**WORK REQUIRED:**
Substitute "little jar" for "small jar" in the lines running from the line with "You are given this image. Your task is to detect black" through the last line, and write out only those lines with nothing else changed.

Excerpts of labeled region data
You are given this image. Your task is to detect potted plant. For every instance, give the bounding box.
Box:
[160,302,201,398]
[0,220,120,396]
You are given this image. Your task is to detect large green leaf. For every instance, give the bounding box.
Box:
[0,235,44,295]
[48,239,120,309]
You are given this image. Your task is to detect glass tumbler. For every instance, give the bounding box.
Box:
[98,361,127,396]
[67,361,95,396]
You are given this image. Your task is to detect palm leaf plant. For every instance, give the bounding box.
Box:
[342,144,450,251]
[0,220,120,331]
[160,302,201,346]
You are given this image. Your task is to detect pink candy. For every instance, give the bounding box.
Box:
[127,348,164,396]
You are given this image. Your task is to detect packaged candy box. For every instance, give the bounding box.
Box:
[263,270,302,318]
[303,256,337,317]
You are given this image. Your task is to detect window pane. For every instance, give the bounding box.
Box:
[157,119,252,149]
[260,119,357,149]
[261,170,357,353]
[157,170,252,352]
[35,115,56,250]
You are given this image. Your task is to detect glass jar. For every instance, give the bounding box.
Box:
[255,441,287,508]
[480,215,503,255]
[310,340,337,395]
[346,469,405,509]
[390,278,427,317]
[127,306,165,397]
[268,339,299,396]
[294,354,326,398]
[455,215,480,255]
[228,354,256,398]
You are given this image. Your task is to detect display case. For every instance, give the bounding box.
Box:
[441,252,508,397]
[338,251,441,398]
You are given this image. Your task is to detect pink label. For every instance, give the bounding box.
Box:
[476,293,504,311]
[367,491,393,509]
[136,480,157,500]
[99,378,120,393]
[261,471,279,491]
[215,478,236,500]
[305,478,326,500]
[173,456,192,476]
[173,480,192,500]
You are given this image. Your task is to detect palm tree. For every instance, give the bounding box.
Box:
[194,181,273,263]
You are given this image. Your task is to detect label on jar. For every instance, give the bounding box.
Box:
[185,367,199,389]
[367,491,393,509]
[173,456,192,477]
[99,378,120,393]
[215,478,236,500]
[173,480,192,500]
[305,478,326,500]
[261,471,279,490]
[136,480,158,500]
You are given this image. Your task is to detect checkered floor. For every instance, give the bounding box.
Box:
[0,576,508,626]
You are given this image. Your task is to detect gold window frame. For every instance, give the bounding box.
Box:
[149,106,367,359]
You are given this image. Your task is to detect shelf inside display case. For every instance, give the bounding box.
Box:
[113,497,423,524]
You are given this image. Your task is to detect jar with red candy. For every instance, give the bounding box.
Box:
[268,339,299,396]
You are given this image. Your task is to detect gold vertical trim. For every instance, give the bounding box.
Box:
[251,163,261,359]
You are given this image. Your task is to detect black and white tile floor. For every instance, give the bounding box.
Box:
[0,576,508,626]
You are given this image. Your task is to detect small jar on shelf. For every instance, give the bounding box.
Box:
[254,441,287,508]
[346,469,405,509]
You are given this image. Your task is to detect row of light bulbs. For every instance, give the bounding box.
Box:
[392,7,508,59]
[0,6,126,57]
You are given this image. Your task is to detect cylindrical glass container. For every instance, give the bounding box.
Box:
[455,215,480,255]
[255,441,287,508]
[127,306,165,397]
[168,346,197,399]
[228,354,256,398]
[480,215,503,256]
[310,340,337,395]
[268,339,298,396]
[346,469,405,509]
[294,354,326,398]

**TASK SOLUTION:**
You are given this image. Your task is to detect black and white tile floor. For every instance, give the bounding box.
Box:
[0,576,508,626]
You are given this image. Your task is to detect little jar on shelf. For every instance, give the bounding box.
Box:
[254,441,287,508]
[346,469,405,509]
You are given this image. Your task is to detect row of light bulbs. For every instance, give the bounding box.
Box:
[392,7,508,59]
[0,6,126,57]
You are given this image. Your task is to detect cylindrical glass container. For every instance, give the bounding box.
Box:
[455,215,480,255]
[255,441,287,508]
[127,306,165,397]
[168,346,197,399]
[228,354,256,398]
[480,215,503,256]
[310,340,337,395]
[268,339,298,396]
[346,469,405,509]
[294,354,326,398]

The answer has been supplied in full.